*** Opening DATA TO EXAMINE ***

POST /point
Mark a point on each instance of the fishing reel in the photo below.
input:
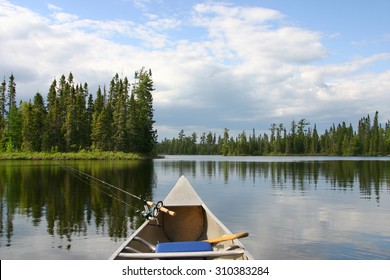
(151, 211)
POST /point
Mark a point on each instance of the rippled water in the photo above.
(292, 207)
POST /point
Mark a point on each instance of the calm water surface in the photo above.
(292, 207)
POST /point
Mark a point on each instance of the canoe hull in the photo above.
(193, 222)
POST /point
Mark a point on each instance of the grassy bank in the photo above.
(82, 155)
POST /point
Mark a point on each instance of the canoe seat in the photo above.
(188, 246)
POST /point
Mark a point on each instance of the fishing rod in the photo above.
(151, 209)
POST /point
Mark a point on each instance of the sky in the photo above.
(240, 65)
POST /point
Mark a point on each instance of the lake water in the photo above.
(293, 207)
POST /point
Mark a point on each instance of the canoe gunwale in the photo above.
(182, 196)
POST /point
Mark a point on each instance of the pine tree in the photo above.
(3, 89)
(142, 135)
(11, 93)
(27, 126)
(53, 124)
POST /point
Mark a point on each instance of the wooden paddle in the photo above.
(162, 208)
(227, 237)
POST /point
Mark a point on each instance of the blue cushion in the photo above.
(190, 246)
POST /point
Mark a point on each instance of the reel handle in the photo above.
(162, 208)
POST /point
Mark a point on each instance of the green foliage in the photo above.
(70, 123)
(371, 139)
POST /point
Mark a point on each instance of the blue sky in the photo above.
(233, 64)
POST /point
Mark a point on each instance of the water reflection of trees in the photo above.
(369, 176)
(72, 206)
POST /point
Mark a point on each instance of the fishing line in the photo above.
(86, 178)
(151, 210)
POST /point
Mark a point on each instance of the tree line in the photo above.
(369, 139)
(120, 118)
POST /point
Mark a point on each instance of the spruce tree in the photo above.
(144, 137)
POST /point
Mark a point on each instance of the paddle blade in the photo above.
(227, 237)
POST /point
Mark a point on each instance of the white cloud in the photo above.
(247, 70)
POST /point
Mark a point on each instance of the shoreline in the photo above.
(83, 155)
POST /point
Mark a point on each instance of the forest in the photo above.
(370, 139)
(119, 119)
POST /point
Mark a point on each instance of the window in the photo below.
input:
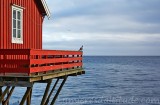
(17, 26)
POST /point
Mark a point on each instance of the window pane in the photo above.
(19, 15)
(14, 23)
(19, 34)
(14, 14)
(19, 24)
(14, 33)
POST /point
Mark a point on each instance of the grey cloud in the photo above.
(101, 17)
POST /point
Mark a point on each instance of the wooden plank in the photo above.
(18, 84)
(55, 67)
(53, 60)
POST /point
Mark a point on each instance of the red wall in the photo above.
(32, 25)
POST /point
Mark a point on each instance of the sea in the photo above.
(109, 80)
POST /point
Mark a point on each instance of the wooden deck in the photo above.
(25, 67)
(27, 62)
(28, 81)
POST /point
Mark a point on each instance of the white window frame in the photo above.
(16, 39)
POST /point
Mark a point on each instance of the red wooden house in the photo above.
(21, 50)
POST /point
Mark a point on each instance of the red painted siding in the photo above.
(32, 25)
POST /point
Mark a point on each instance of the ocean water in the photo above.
(109, 80)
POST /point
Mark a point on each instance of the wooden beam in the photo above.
(25, 95)
(18, 83)
(58, 91)
(46, 92)
(9, 95)
(4, 93)
(47, 101)
(29, 98)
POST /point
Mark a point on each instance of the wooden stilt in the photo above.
(46, 92)
(6, 102)
(47, 101)
(25, 95)
(29, 98)
(4, 93)
(58, 91)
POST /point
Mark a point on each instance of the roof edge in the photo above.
(46, 8)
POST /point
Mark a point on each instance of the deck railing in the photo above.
(30, 61)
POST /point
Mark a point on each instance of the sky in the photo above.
(104, 27)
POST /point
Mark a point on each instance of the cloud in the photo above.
(105, 27)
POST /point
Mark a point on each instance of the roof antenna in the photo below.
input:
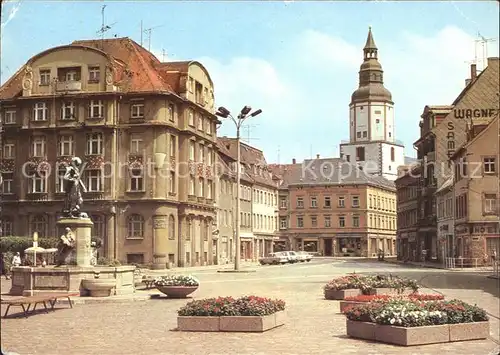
(104, 28)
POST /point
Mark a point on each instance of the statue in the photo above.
(73, 187)
(66, 248)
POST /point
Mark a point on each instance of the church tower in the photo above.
(372, 144)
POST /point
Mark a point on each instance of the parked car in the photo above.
(303, 256)
(274, 259)
(292, 256)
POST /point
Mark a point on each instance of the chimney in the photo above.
(473, 72)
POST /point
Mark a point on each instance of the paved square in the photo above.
(313, 324)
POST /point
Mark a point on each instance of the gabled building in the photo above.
(145, 131)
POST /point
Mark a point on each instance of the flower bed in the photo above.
(412, 322)
(354, 285)
(226, 314)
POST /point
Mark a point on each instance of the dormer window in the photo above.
(94, 73)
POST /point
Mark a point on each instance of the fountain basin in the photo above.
(29, 281)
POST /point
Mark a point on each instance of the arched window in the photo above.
(135, 226)
(7, 227)
(171, 227)
(39, 225)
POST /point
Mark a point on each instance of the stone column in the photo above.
(160, 239)
(81, 228)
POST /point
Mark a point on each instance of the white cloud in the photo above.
(16, 4)
(306, 85)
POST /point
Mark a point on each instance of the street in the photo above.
(313, 325)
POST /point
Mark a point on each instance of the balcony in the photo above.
(69, 86)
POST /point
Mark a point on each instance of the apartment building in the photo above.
(408, 188)
(477, 192)
(145, 131)
(332, 207)
(258, 196)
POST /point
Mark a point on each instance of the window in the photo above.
(490, 204)
(200, 123)
(360, 153)
(96, 109)
(39, 224)
(190, 114)
(202, 187)
(135, 226)
(94, 73)
(137, 111)
(93, 180)
(38, 146)
(44, 76)
(136, 144)
(300, 202)
(328, 202)
(7, 227)
(171, 112)
(68, 111)
(8, 181)
(38, 183)
(355, 201)
(191, 186)
(283, 202)
(171, 180)
(341, 202)
(66, 145)
(191, 150)
(8, 151)
(40, 111)
(489, 165)
(94, 144)
(314, 202)
(10, 117)
(173, 145)
(283, 224)
(136, 180)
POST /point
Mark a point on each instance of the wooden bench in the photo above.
(42, 299)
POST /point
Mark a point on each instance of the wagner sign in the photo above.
(468, 113)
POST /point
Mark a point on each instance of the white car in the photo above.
(303, 256)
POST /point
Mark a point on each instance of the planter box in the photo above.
(341, 294)
(198, 324)
(412, 336)
(231, 324)
(361, 330)
(346, 304)
(469, 331)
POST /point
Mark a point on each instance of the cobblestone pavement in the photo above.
(313, 324)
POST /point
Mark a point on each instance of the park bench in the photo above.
(42, 299)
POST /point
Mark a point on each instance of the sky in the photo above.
(298, 61)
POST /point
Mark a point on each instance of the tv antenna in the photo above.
(247, 128)
(148, 31)
(104, 28)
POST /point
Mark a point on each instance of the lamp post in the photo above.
(238, 121)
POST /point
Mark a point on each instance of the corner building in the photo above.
(145, 131)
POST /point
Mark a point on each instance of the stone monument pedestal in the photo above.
(82, 230)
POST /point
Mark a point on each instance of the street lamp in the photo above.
(238, 121)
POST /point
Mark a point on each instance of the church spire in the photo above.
(370, 48)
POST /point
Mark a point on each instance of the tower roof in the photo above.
(370, 43)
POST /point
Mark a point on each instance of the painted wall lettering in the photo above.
(450, 136)
(462, 113)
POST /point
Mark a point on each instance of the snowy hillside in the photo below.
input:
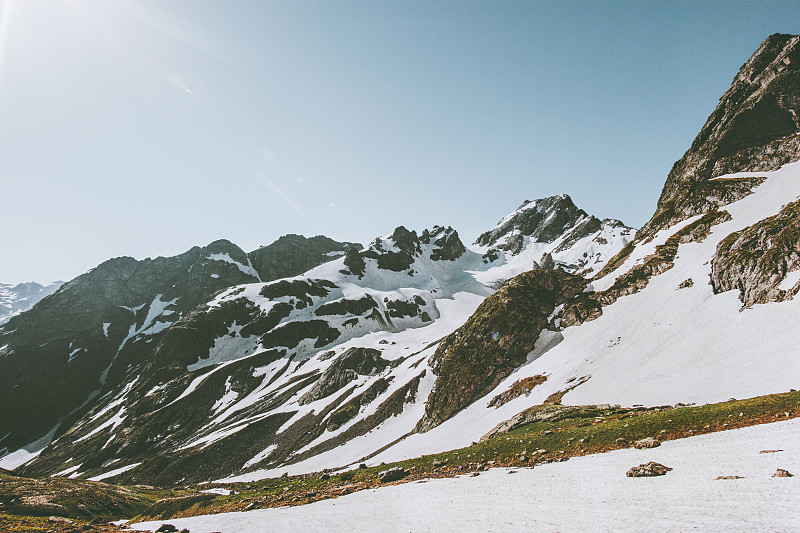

*** Closing DATA TO EXAMINE ***

§ PROBLEM TO SOLVE
For the records above, state the number of lines that contain "below", and provide nothing further.

§ ANSWER TO THIS TASK
4